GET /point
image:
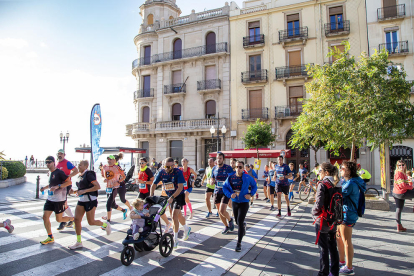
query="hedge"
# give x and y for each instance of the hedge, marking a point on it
(15, 169)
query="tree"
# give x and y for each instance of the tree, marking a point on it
(352, 100)
(258, 135)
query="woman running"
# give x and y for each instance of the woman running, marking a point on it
(188, 186)
(88, 202)
(237, 187)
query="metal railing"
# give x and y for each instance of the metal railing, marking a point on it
(174, 88)
(337, 27)
(144, 93)
(253, 40)
(284, 111)
(290, 71)
(395, 47)
(208, 84)
(255, 113)
(391, 12)
(254, 76)
(294, 33)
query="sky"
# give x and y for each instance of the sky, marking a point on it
(59, 58)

━━━━━━━━━━━━━━━━━━━━

- EXERCISE OBJECTIVE -
If a line in the material above contains the word "query", copy it.

- SOLUTION BELOW -
query="hedge"
query="tree"
query="woman running"
query="metal railing"
query="sky"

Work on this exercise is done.